**WRITTEN REQUEST 1**.
Reproduce the stretch from "I’m a recovered" through "mechanics of illusion." in the interview about an artist's upbringing in Havana and painting practice, word for word.

Tell us a little bit about yourself and what you do.
I was born and raised in Havana, Cuba, right after the collapse of the Soviet Union. Growing up under a totalitarian Communist dictatorship made me a very skeptical person. For me, doubt is an ontological necessity, and it is intrinsically related to my instinct for free will and self-determination. That’s one dimension of my personality. Another one, ironically a product of the Communist ideology, is that of a romantic, a true believer: not in a political system, moral creed, or religious dogma, but—along with Plato—that beauty is the splendor of truth. For me, those opposites—skepticism and idealism—find synthesis in the experience of the work of art, which is artifice (construction, illusion, deception) and reality (actuality, emotion, transformation) simultaneously. My current work is about that ambivalence—the fine line between artistic sincerity and manipulation.
How do you describe your practice?
I’m a recovered conceptual artist, in the sense that I reject the idea of art making as a tool to communicate a specific meaning or content. After a few years of trying this and that, my current practice focuses on painting in a self-referential way. I’m interested in the painted surface, the process of creating an image, and the mechanics of illusion.

**GIVEN RECORDS**.
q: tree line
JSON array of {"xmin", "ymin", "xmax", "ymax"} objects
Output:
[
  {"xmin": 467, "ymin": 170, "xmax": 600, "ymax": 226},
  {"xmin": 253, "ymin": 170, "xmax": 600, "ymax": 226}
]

**WRITTEN REQUEST 2**.
Quote every line of the records verbatim.

**SOLUTION 1**.
I’m a recovered conceptual artist, in the sense that I reject the idea of art making as a tool to communicate a specific meaning or content. After a few years of trying this and that, my current practice focuses on painting in a self-referential way. I’m interested in the painted surface, the process of creating an image, and the mechanics of illusion.

**SOLUTION 2**.
q: tree line
JSON array of {"xmin", "ymin", "xmax", "ymax"} objects
Output:
[
  {"xmin": 467, "ymin": 170, "xmax": 600, "ymax": 226},
  {"xmin": 253, "ymin": 170, "xmax": 600, "ymax": 226}
]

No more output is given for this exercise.